_VORLIEGENDER TEXT_
· · · ·

2022-03-27 – Wer ist schuld?

Laufend höre ich diese Frage. Bei einem neuen Fleck auf dem Teppich, nach einem verlorenen Fußballspiel, während der Pandemie, selbst bei Wetterkapriolen fragen wir mittlerweile: Wer ist schuld? Ganz zu schweigen von dem Schrecken des Krieges, der uns zurzeit bedrohlich nahekommt.

Diese Frage überfällt uns wie ein Reflex, bei allem, was uns traurig, wütend, ängstlich, hilflos oder verzweifelt macht. Warum eigentlich? Genügt es nicht, dass wir etwas dagegen tun? Saubermachen, das Training verbessern, Infektionen verhindern, umweltbewusster leben, Flüchtlingen helfen und gegen den Krieg unsere Stimme erheben? Gott sei Dank, das geschieht! Oft in überwältigender Weise und so vielfältig, wie es ein paar Beispiele hier gar nicht ausdrücken können. Trotzdem ist diese Frage da… Ist es die Suche nach Verantwortlichen, einer Erklärung, oder der Wunsch nach Vergeltung? Neulich sah ich jemanden mit dem Satz auf seinem T-Shirt: „Ich war’s nicht“… Auch ein Reflex, der spontan auf „Wer ist schuld?“ folgt. Keiner möchte schuld sein! Dabei wissen wir alle, dass Schuld beim Namen genannt und bereinigt werden muss. Woher kommt dieser „Ich war’s nicht-Reflex“? Steckt mehr dahinter, als die Furcht vor Strafe oder Wiedergutmachung? Ist es die Angst, jemandem ausgeliefert zu sein, der mir schaden will? Ist es die Furcht, verachtet zu werden, oder nichts mehr wert zu sein? Und was ist mit Menschen, die sich schuldig fühlen, obwohl sie gar nicht schuld sind? Die Bibel unterscheidet zwischen einem Fehler im System und dessen Folgen, die wir als Schuld erleben. Der Systemfehler liegt dagegen tiefer. Es ist unsere Trennung von Gott, die zur Folge hat, dass unsere Welt so aus den Fugen geraten ist und wir ständig unter Anklage leben, schuldig zu sein. Diesen Ankläger nennt die Bibel Satan. Und seine Anklage ist berechtigt, solange wir darauf bestehen, von Gott getrennt zu bleiben.

· · · ·

_AUFGABE A_
Nenne alle Gefühle, bei denen uns laut dem Text über die Schuldfrage die Frage „Wer ist schuld?“ wie ein Reflex überfällt.
_AUFGABE B_
Ersetze im Text über die Schuldfrage „Fußballspiel“ durch „Handballspiel“ und gib den Abschnitt von „2022-03-27 – Wer“ bis einschließlich „zurzeit bedrohlich nahekommt.“ mit dieser Änderung wieder.

· · · ·

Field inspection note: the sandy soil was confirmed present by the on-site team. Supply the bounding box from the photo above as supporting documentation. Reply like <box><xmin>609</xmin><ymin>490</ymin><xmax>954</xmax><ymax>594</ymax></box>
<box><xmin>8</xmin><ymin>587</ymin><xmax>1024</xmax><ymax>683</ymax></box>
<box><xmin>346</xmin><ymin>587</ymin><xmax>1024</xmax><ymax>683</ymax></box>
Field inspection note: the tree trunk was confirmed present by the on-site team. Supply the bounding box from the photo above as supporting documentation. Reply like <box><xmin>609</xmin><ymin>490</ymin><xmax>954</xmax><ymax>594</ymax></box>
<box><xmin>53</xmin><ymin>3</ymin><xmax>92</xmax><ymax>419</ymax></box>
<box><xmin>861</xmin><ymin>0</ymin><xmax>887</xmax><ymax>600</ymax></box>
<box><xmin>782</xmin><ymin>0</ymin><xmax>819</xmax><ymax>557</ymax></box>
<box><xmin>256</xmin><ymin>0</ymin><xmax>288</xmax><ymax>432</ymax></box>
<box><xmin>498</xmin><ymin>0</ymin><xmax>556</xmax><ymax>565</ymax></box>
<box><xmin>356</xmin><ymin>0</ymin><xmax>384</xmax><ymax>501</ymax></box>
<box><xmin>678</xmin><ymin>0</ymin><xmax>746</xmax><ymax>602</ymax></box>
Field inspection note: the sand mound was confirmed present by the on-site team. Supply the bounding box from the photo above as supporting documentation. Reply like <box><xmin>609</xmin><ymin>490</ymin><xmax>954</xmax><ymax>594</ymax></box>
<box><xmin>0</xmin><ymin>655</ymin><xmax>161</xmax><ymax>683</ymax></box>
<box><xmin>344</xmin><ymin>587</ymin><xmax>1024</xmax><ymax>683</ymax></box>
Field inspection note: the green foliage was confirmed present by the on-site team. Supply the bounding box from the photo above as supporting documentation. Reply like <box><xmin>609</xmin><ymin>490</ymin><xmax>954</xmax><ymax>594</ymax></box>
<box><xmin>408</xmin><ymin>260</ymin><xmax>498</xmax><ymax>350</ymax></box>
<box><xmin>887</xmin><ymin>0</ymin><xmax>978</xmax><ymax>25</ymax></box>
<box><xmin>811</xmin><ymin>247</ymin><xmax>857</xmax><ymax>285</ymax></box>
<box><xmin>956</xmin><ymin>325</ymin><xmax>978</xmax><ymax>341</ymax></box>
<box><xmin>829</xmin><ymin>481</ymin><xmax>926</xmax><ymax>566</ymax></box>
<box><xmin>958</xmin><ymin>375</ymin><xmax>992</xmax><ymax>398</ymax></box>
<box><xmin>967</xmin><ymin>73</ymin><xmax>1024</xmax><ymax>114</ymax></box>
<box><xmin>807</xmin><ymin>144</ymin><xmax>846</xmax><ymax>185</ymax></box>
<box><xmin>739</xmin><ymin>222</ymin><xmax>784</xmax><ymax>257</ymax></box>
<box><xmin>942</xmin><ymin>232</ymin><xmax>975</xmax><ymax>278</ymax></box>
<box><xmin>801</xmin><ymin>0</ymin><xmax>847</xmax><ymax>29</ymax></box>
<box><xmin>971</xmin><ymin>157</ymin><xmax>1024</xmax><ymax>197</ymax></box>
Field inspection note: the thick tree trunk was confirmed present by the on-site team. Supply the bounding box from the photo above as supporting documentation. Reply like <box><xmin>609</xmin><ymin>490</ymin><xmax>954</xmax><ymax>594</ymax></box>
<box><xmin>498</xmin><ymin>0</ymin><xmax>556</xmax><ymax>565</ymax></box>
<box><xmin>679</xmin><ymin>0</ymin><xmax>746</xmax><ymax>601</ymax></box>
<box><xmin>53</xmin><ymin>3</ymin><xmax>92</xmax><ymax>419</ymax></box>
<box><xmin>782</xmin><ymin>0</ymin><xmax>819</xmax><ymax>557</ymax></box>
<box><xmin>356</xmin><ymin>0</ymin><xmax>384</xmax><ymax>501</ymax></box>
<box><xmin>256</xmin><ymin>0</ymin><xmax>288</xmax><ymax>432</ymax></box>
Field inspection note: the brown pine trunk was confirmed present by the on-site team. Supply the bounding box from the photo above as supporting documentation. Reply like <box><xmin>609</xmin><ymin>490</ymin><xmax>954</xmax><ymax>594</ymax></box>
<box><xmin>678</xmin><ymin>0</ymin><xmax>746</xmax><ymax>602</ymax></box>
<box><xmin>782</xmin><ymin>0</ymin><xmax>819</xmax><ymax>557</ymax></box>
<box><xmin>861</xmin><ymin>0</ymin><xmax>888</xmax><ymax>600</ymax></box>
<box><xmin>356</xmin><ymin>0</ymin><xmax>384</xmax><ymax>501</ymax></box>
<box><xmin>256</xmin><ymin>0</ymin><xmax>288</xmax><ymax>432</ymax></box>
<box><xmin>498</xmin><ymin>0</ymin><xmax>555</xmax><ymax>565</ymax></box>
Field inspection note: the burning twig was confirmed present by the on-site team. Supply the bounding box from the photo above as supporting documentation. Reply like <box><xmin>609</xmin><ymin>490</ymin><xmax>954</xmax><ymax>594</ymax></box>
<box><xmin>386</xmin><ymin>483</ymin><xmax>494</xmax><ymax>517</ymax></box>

· · · ·

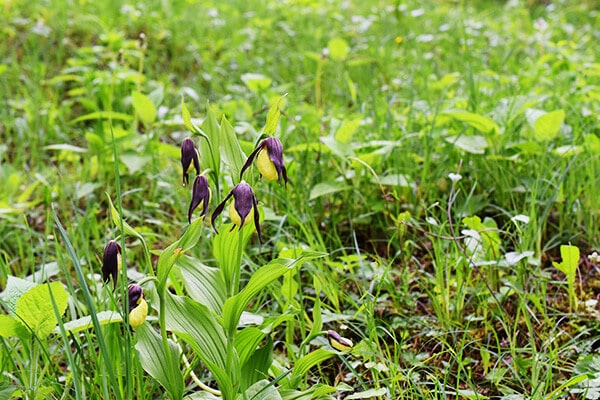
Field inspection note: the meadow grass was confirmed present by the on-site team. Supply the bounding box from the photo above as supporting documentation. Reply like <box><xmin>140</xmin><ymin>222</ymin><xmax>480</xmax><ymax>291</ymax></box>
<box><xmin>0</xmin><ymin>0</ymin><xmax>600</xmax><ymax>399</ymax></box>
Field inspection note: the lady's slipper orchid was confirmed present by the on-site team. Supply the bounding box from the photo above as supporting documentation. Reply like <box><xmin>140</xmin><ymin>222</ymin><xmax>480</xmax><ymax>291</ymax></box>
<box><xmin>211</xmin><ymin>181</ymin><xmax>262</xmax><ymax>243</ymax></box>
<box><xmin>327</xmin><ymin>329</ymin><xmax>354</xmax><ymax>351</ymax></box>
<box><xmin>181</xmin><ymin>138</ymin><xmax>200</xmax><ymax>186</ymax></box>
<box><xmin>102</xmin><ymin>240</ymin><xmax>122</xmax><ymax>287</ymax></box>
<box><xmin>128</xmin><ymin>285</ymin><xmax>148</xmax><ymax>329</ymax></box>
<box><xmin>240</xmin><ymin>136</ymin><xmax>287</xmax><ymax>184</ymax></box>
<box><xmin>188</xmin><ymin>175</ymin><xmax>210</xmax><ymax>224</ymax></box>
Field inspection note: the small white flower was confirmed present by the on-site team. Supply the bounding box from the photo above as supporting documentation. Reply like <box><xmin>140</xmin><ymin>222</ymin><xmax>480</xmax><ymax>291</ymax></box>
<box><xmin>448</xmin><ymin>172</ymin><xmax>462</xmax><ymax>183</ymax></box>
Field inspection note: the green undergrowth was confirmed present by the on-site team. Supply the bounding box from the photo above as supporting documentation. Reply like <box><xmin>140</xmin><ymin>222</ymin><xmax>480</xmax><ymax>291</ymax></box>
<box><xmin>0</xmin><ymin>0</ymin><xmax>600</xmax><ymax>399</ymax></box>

· · · ·

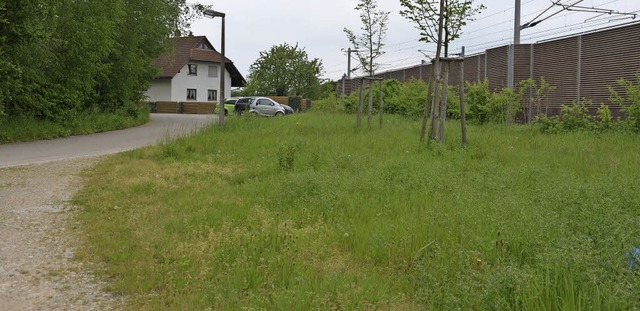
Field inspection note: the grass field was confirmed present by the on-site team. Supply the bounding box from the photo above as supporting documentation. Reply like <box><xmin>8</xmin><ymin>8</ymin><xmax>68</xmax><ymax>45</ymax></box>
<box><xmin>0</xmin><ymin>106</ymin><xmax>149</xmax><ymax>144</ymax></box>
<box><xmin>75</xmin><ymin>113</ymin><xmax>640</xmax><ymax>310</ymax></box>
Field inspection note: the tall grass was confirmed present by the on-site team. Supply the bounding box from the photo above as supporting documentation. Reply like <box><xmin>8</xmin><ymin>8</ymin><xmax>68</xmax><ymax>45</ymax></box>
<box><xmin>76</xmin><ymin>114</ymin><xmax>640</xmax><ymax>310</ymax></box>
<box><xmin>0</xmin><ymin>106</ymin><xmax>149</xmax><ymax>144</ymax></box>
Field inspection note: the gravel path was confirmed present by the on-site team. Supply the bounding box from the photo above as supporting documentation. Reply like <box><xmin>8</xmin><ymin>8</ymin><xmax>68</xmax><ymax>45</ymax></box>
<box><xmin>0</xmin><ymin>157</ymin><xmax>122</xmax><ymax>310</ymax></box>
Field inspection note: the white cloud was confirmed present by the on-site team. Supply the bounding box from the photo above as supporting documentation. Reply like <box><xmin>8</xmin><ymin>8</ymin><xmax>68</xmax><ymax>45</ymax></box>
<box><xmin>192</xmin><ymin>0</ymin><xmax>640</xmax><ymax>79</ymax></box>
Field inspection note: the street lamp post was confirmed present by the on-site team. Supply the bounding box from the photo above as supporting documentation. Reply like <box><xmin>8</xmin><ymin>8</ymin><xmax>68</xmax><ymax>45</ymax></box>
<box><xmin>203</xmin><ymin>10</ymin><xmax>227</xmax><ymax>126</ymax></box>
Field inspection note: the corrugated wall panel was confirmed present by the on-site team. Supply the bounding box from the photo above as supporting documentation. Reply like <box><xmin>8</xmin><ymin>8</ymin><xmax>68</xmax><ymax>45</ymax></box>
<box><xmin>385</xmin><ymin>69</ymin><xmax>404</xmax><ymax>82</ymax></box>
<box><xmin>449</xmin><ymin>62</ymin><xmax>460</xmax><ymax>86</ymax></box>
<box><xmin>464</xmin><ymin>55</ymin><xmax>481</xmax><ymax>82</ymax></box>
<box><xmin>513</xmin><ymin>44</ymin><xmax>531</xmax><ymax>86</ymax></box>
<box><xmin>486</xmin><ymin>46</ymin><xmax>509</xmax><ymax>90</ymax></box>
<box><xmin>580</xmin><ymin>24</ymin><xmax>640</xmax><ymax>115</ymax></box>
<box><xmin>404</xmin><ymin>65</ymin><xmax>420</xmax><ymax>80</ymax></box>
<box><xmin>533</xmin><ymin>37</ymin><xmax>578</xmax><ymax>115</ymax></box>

· · · ·

_ANTWORT A_
traurig, wütend, ängstlich, hilflos, verzweifelt

_ANTWORT B_
2022-03-27 – Wer ist schuld?

Laufend höre ich diese Frage. Bei einem neuen Fleck auf dem Teppich, nach einem verlorenen Handballspiel, während der Pandemie, selbst bei Wetterkapriolen fragen wir mittlerweile: Wer ist schuld? Ganz zu schweigen von dem Schrecken des Krieges, der uns zurzeit bedrohlich nahekommt.